— START Dataset content —
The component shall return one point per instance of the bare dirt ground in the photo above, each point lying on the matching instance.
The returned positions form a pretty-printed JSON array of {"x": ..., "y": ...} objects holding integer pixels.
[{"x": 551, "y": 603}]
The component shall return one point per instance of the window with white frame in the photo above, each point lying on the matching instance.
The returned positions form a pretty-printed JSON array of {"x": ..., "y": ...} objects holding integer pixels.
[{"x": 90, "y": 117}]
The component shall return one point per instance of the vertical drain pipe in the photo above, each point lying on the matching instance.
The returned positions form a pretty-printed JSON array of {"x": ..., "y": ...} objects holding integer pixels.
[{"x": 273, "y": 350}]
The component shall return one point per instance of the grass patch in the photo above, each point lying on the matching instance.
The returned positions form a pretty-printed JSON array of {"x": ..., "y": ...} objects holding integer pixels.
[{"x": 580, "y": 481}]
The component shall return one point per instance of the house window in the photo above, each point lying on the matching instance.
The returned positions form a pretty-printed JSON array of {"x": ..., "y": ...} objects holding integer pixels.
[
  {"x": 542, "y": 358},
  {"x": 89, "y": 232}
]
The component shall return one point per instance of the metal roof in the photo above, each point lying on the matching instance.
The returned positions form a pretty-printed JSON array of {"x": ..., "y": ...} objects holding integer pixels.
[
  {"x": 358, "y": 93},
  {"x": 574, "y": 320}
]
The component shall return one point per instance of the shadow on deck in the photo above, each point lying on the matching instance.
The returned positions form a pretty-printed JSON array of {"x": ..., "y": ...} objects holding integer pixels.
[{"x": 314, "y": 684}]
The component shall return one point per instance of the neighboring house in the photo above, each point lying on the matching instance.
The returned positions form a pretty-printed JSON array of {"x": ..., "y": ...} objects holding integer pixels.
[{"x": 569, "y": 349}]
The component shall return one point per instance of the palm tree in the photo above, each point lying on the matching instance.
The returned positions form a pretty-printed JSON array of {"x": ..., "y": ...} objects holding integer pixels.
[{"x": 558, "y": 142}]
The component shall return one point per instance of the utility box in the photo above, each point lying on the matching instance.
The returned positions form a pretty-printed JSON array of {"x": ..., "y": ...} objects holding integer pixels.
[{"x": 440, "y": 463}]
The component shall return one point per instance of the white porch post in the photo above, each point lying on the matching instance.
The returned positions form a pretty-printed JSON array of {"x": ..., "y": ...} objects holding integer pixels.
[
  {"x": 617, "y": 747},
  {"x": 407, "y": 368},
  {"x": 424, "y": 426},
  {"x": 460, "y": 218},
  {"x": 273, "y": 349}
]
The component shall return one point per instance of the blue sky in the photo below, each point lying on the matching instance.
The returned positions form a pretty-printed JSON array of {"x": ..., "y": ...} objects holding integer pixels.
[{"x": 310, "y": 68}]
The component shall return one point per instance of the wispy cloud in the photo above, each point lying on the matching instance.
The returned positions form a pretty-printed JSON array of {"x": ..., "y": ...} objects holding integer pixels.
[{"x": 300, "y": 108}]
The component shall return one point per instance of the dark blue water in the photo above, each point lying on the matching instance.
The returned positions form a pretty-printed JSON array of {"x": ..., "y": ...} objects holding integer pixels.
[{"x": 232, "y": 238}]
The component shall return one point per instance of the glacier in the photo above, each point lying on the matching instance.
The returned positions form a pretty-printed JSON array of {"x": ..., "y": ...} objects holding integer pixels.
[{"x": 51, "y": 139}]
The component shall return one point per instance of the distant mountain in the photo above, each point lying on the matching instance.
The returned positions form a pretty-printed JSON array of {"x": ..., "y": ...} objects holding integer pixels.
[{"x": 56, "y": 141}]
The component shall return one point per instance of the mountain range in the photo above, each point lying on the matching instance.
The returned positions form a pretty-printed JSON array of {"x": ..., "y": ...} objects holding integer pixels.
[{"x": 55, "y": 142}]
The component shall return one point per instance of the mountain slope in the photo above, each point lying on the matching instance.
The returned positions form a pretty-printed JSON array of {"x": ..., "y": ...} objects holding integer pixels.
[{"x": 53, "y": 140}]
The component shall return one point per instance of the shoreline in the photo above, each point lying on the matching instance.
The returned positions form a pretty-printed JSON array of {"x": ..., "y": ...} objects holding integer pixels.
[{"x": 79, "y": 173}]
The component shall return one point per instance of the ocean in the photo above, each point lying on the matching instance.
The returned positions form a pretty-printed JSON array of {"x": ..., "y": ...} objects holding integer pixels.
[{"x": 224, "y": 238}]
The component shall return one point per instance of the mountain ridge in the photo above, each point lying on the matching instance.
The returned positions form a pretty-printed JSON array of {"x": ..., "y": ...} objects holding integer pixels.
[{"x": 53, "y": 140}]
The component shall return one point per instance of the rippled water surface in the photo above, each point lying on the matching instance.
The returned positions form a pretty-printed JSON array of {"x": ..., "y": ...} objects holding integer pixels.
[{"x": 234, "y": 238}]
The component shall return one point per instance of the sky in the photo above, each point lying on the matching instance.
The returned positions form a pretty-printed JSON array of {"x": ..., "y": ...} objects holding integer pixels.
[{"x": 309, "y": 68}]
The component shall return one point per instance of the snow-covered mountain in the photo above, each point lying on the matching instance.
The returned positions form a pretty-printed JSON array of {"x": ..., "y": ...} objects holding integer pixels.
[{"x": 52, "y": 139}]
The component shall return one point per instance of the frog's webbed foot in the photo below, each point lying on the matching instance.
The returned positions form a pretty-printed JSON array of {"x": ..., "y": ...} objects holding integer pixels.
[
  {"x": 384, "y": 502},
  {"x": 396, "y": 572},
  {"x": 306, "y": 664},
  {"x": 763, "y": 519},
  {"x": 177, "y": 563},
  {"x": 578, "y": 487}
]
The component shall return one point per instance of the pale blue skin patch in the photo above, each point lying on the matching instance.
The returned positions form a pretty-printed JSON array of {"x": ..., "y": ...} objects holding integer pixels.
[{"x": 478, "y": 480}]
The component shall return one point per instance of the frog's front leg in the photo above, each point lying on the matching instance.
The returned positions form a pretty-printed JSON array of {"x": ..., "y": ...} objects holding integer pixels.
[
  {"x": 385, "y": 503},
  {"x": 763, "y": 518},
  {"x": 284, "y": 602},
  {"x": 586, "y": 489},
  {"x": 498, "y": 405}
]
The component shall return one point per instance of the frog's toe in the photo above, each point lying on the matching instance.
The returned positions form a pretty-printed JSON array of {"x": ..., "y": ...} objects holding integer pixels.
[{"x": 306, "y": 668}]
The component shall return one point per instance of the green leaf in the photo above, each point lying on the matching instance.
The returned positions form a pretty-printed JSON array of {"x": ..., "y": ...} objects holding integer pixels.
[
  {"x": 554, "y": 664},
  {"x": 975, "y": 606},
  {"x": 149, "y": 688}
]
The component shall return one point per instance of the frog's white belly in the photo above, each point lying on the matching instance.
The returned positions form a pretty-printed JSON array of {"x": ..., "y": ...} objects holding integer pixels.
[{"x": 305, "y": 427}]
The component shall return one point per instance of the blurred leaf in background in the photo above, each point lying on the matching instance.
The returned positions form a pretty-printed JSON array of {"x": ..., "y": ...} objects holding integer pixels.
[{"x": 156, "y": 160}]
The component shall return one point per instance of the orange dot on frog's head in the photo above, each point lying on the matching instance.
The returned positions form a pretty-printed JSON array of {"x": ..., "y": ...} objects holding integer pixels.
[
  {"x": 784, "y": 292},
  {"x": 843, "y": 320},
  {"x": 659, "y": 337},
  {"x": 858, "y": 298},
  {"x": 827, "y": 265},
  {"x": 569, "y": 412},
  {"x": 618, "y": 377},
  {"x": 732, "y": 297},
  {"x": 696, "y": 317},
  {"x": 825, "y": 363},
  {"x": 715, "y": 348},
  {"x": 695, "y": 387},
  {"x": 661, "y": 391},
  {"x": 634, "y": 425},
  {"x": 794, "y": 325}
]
— END Dataset content —
### Exercise aim
Word for word, quote all of the data above.

### Problem solution
The component shall return one point per instance of the bare dirt ground in the photo above, each point lying on the matching instance.
The returned positions form a pretty-printed JSON array of {"x": ..., "y": ...} objects holding integer pixels.
[{"x": 551, "y": 603}]
The component shall return one point per instance of the window with white frame in the photo above, each point lying on the matching instance.
The returned positions form a pretty-printed JSON array of {"x": ..., "y": ...} objects holding integer pixels.
[{"x": 90, "y": 117}]
The component shall return one point per instance of the vertical drain pipe in the photo above, each point lying on the matching instance.
The returned positions form a pretty-printed JSON array of {"x": ..., "y": ...} objects holding integer pixels.
[{"x": 273, "y": 350}]
The component shall return one point per instance of the grass patch in the photo above, each point lying on the matching instance.
The returned positions form a pretty-printed JSON array of {"x": ..., "y": ...} objects holding integer pixels.
[{"x": 580, "y": 481}]
The component shall return one point per instance of the house window in the photo above, each point lying on the matching instance.
The returned positions form a pretty-printed JSON array of {"x": ..., "y": ...} objects holding integer pixels.
[
  {"x": 542, "y": 358},
  {"x": 89, "y": 232}
]
The component shall return one point per instance of the metal roof in the photo above, each point lying on the matching instance.
The returned positions form a pretty-printed JSON array of {"x": ..., "y": ...} objects holding integer pixels.
[
  {"x": 358, "y": 93},
  {"x": 574, "y": 320}
]
The component shall return one point per instance of the shadow on deck in the photo above, each point lying on the matching instance.
The returned positions form a pretty-printed JSON array of {"x": ..., "y": ...} objects holding integer pixels.
[{"x": 314, "y": 684}]
The component shall return one point per instance of the neighboring house in the photo above, each point lying on the matching instance.
The returned positions form a pretty-printed JSON array of {"x": ..., "y": ...} objects holding integer pixels.
[{"x": 569, "y": 349}]
The component shall return one point per instance of the palm tree in the photo above, each point lying on the matching instance.
The returned positions form a pretty-printed JSON array of {"x": ..., "y": ...} objects holding integer pixels.
[{"x": 558, "y": 142}]
The component shall return one point per instance of the utility box in the photo above, each point lying on the matching instance.
The returned positions form a pretty-printed JSON array of {"x": ..., "y": ...} objects holding integer pixels.
[{"x": 440, "y": 463}]
The component shall return one point per instance of the white porch post in the photo above, each point lying on the matching instance.
The returned positions form a pretty-printed JSON array of {"x": ..., "y": ...} objects holding integer pixels.
[
  {"x": 617, "y": 747},
  {"x": 407, "y": 368},
  {"x": 424, "y": 426},
  {"x": 460, "y": 218},
  {"x": 273, "y": 349}
]
The component shall return one point per instance of the blue sky in the photo below, each point lying on the matching instance.
The returned positions form a pretty-printed JSON array of {"x": ..., "y": ...} objects holding integer pixels.
[{"x": 310, "y": 68}]
The component shall return one point per instance of the wispy cloud in the photo above, each point lying on the matching instance.
The returned positions form a pretty-printed JSON array of {"x": ..., "y": ...} objects holding integer pixels.
[{"x": 300, "y": 108}]
The component shall return one point per instance of the dark blue water in the photo above, each point lying on the matching instance.
The returned positions form a pretty-printed JSON array of {"x": ..., "y": ...} objects holding integer pixels.
[{"x": 232, "y": 238}]
The component shall return one point per instance of the glacier in the photo above, each point lying on the matching instance.
The returned positions form a pretty-printed JSON array of {"x": ..., "y": ...} objects holding integer pixels.
[{"x": 51, "y": 139}]
The component shall return one point per instance of the distant mountain in the photo above, each point lying on the matching instance.
The returned positions form a pretty-printed JSON array of {"x": ..., "y": ...} objects holding integer pixels.
[{"x": 56, "y": 141}]
The component shall return one point per instance of the mountain range in the photo above, each point lying on the matching instance.
The returned positions form a pretty-printed JSON array of {"x": ..., "y": ...} objects holding integer pixels.
[{"x": 55, "y": 142}]
The component shall return one point per instance of the mountain slope in the photo above, each point lying on the matching instance.
The returned positions form a pretty-printed JSON array of {"x": ..., "y": ...} objects holding integer pixels.
[{"x": 53, "y": 140}]
The component shall return one point per instance of the shoreline in the photo above, each point lying on the matching instance.
The returned positions form a pretty-printed JSON array of {"x": ..., "y": ...} objects holding integer pixels.
[{"x": 79, "y": 173}]
The component shall return one point per instance of the ocean in the photo above, each point lying on the matching instance.
The returned positions form a pretty-printed JSON array of {"x": ..., "y": ...} objects holding integer pixels.
[{"x": 224, "y": 238}]
The component shall return one point per instance of the mountain ridge in the photo above, each point lying on the matching instance.
The returned positions form a pretty-printed JSON array of {"x": ..., "y": ...} objects holding integer pixels.
[{"x": 53, "y": 140}]
The component shall return one point per instance of the rippled water surface in the photo above, each point lying on the matching instance.
The returned positions form a pretty-printed JSON array of {"x": ..., "y": ...} objects holding integer pixels.
[{"x": 234, "y": 238}]
The component shall return one point per instance of the sky in the photo above, each point lying on the matching instance.
The returned positions form a pretty-printed JSON array of {"x": ..., "y": ...} objects holding integer pixels.
[{"x": 309, "y": 68}]
The component shall return one point per instance of the snow-covered mountain in the photo above, each point lying on the matching instance.
The returned positions form a pretty-printed JSON array of {"x": ..., "y": ...} objects holding integer pixels.
[{"x": 52, "y": 139}]
The component shall return one point per instance of the frog's webbed foot in the photo below, each point lying on the matching instance.
The returned positions form a pretty-printed JSON array of {"x": ..., "y": ...} objects holding integer pixels.
[
  {"x": 384, "y": 502},
  {"x": 396, "y": 572},
  {"x": 306, "y": 664},
  {"x": 763, "y": 519},
  {"x": 177, "y": 563},
  {"x": 578, "y": 487}
]
The component shall return one point per instance of the pale blue skin patch in the photo above, each point lying on the matching instance.
The returned positions form a pretty-printed JSON array of {"x": ..., "y": ...} objects holding integer pixels.
[{"x": 478, "y": 480}]
The component shall return one point per instance of the frog's front leg in the photo above, each point lying on the matching instance.
The returned positions form a pretty-printed JSON array of {"x": ..., "y": ...} objects holding integer pixels.
[
  {"x": 385, "y": 503},
  {"x": 763, "y": 518},
  {"x": 284, "y": 602},
  {"x": 586, "y": 489},
  {"x": 498, "y": 405}
]
The component shall return one point per instance of the frog's toe in the photo above, each point lying on the matching instance.
The returned positions form a pretty-printed JSON array of {"x": ..., "y": ...} objects holding integer pixels.
[{"x": 306, "y": 668}]
The component shall return one point per instance of the green leaf in the photo above, each point lying on the matching instance.
The returned positions form a pretty-printed JSON array of {"x": ..., "y": ...} objects holding integer pixels.
[
  {"x": 554, "y": 664},
  {"x": 975, "y": 606},
  {"x": 149, "y": 688}
]
The component shall return one point per instance of the frog's white belly in the photo above, each point lying on the matching instance.
The returned positions form a pretty-printed JSON array of {"x": ..., "y": ...} objects holding integer pixels.
[{"x": 305, "y": 427}]
The component shall return one point per instance of the blurred leaf in background in the photo above, each point lying on the matching instance.
The returned positions form a pretty-printed JSON array of {"x": ..., "y": ...} objects holding integer pixels.
[{"x": 156, "y": 160}]
The component shall return one point per instance of the orange dot on frog's head in the photo above, each point lying on the matching instance.
The returned positions form a pretty-printed JSON array of {"x": ..., "y": ...} objects holding integer pixels.
[
  {"x": 784, "y": 292},
  {"x": 843, "y": 320},
  {"x": 659, "y": 337},
  {"x": 858, "y": 298},
  {"x": 827, "y": 265},
  {"x": 569, "y": 412},
  {"x": 618, "y": 377},
  {"x": 732, "y": 297},
  {"x": 696, "y": 317},
  {"x": 825, "y": 363},
  {"x": 715, "y": 348},
  {"x": 695, "y": 387},
  {"x": 661, "y": 391},
  {"x": 634, "y": 425},
  {"x": 794, "y": 325}
]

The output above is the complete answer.